By Lea Pachta

As Angela Merkel hosts a key finance summit today — more regulation is firmly on the agenda to protect the euro zone economies. With fears growing in Germany as one of Europe’s biggest economies that German taxpayers are paying for the brunt of the rescue package for the Greek debt crisis, and with the euro continuing to suffer on the world markets, the cost to the German economy is continuing to rise.

German taxpayers are angry that they are bearing the brunt for rescuing debt-laden Greece. Germany has been helping to stabilise the European single currency, the euro, which has fallen to a four-year low against the dollar this week, and taxpayers no longer seem prepared to pay for the mistakes of their EU partners.

Experts warn that the regulation approach proposed by Angela Merkel is seriously flawed and doomed to fail. Christopher Wasserman President of the Zermatt Foundation warns that;

“Regulatory measures proposed at the summit are not going to provide the long term solution which will protect the German economy against the continuing loss of investor confidence. The US is one of the world’s most regulated markets, but it has given birth to the credit crunch one of the deadliest diseases of our time.

"Germany’s policy makers and key decision makers in business urgently need to lay down stable foundations based on a responsible approach to risk. They need to operate under a more transparent and accountable ethical mandate, and this needs to be replicated at EU level in order for investor confidence to return to the Euro zone and instil trust for the common good of both Germany and the EU.”

#### [SUPPLIED MATERIAL]

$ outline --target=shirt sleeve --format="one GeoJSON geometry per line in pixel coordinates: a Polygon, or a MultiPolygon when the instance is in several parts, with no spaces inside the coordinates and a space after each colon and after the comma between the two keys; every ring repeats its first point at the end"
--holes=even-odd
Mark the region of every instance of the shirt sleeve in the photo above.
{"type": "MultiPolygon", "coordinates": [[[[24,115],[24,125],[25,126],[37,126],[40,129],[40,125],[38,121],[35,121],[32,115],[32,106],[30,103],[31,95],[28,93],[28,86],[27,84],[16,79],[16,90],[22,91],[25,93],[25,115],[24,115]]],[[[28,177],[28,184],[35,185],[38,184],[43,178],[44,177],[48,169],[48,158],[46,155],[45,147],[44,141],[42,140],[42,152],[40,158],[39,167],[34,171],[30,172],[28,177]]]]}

#### [WORK INSTRUCTION]
For the article about Germany and the Greek debt rescue, decide whether each statement below agrees with it. Answer yes or no and quote the deciding words.
(a) This week the euro dropped to a four-year low against the dollar.
(b) Christopher Wasserman expects the regulatory measures from the summit to give a long-term solution.
(c) Wasserman describes the US as one of the world's least regulated markets.

#### [RESPONSE TO THE TASK]
(a) Yes: "which has fallen to a four-year low against the dollar this week"
(b) No: "Regulatory measures proposed at the summit are not going to provide the long term solution"
(c) No: "The US is one of the world’s most regulated markets"